_What the task requires_: When you reach the line containing "Where can the mountain" in the entries below, please begin setting down lines exactly, stop only after the last one, and add nothing else.

_Data for review_:
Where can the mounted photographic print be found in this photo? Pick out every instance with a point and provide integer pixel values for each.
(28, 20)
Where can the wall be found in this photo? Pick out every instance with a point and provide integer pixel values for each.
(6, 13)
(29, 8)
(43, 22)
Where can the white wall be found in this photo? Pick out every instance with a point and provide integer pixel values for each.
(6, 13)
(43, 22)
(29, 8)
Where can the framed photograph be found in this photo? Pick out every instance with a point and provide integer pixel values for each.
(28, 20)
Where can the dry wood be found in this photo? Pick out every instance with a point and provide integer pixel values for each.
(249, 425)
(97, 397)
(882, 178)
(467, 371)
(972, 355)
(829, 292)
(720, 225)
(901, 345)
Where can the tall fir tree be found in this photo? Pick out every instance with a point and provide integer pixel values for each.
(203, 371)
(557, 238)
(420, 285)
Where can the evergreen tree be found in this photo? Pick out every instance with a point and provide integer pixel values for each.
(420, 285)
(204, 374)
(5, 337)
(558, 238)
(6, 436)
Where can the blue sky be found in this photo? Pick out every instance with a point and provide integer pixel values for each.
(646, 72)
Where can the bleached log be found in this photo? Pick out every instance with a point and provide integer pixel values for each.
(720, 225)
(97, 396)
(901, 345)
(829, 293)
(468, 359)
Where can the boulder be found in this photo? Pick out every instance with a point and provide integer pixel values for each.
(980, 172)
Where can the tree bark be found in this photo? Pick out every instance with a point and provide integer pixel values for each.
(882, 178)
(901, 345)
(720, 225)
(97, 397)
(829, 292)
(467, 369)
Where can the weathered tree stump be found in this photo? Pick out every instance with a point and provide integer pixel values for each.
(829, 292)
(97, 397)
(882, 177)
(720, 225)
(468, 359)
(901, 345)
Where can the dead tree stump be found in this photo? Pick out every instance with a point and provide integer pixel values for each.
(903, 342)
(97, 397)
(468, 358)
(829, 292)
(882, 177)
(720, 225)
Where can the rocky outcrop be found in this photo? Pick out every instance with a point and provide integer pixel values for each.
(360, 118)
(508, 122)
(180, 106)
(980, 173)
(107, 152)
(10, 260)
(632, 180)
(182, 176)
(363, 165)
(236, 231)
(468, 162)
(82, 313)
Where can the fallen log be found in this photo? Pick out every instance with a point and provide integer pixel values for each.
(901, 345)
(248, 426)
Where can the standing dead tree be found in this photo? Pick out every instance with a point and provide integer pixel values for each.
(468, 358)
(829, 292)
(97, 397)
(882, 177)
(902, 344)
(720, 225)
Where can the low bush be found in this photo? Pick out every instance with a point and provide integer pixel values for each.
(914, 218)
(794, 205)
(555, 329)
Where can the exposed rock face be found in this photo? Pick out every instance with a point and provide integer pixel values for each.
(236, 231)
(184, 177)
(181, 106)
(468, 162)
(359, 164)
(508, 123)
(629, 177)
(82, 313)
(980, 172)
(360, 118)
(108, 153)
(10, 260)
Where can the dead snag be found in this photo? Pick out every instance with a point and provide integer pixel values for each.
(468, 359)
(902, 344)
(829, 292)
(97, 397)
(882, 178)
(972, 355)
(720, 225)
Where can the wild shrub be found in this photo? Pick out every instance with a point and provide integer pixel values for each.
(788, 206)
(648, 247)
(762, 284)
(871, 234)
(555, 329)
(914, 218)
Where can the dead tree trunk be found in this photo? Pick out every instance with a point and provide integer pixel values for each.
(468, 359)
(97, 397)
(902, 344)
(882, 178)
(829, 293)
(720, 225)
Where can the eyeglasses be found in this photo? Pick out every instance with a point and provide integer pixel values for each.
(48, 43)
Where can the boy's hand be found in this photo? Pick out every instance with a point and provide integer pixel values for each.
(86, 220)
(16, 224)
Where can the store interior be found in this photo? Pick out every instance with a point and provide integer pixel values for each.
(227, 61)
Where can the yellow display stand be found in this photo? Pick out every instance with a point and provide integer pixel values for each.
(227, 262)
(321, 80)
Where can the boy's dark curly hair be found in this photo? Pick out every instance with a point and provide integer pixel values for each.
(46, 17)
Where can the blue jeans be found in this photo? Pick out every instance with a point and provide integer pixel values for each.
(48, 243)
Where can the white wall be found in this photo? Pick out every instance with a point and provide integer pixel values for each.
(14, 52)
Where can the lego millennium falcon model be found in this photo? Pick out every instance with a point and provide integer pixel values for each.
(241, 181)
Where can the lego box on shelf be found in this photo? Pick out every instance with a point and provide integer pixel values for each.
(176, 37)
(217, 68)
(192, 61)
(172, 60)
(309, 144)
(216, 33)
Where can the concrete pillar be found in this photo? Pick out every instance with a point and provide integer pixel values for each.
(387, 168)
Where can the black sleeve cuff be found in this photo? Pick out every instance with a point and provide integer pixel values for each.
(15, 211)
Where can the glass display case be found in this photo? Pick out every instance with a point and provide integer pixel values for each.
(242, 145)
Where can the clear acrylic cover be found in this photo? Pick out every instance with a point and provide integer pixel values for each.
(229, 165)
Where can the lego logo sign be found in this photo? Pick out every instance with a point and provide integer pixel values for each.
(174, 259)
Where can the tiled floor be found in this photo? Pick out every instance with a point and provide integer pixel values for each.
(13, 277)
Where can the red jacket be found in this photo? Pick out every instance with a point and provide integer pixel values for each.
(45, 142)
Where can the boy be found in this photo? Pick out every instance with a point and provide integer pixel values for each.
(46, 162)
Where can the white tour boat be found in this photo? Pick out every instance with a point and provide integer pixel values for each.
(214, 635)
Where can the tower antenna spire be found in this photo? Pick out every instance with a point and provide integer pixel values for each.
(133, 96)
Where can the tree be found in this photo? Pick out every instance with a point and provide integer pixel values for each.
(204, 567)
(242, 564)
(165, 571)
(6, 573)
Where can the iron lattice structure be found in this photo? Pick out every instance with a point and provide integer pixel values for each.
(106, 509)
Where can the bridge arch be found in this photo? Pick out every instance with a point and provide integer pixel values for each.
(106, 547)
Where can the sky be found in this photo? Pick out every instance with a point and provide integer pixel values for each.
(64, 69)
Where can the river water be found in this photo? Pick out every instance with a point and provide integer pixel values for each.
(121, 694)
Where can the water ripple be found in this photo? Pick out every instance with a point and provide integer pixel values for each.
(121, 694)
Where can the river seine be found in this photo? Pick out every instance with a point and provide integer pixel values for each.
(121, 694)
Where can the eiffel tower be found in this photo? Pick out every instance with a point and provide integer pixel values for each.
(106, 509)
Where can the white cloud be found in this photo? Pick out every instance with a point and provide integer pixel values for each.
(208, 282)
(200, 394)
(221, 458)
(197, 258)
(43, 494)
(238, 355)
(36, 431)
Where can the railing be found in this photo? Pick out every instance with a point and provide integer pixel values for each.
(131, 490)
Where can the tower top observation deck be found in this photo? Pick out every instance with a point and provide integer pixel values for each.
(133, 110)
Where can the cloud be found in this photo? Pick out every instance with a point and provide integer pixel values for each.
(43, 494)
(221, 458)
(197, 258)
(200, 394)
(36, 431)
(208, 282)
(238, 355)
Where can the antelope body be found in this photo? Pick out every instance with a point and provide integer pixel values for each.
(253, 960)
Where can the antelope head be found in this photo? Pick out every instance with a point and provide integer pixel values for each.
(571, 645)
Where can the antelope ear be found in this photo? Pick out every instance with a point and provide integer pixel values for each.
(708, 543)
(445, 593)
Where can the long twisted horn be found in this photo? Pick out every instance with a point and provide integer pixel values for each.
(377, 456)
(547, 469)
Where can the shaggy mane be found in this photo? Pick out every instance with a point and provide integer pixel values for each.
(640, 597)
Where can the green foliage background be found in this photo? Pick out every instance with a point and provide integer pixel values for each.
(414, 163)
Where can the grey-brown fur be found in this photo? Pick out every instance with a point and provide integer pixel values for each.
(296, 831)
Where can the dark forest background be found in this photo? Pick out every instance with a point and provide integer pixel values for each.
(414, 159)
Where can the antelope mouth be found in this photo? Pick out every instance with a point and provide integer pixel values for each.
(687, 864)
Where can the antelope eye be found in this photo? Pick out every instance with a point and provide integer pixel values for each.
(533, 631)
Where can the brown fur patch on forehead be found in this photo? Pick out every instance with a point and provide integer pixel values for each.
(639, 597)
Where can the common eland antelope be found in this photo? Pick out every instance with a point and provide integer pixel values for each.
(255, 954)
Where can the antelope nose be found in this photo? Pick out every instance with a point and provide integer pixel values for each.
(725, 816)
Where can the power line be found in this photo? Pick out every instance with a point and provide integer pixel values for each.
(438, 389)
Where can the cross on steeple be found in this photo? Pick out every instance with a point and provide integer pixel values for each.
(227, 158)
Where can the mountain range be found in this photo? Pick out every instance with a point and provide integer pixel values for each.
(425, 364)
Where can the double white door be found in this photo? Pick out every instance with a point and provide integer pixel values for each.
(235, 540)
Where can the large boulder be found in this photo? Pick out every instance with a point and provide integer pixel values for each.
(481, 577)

_Task solution_:
Where can the mountain range be found in this photo? Pick out every instance with a point and provide integer pixel values for each.
(425, 364)
Where can the double white door be found in this photo? Pick out every instance with a point and provide integer pixel values for each.
(235, 540)
Where can the large boulder be found in this photo? Pick out every instance with a point and provide integer pixel values for each.
(481, 577)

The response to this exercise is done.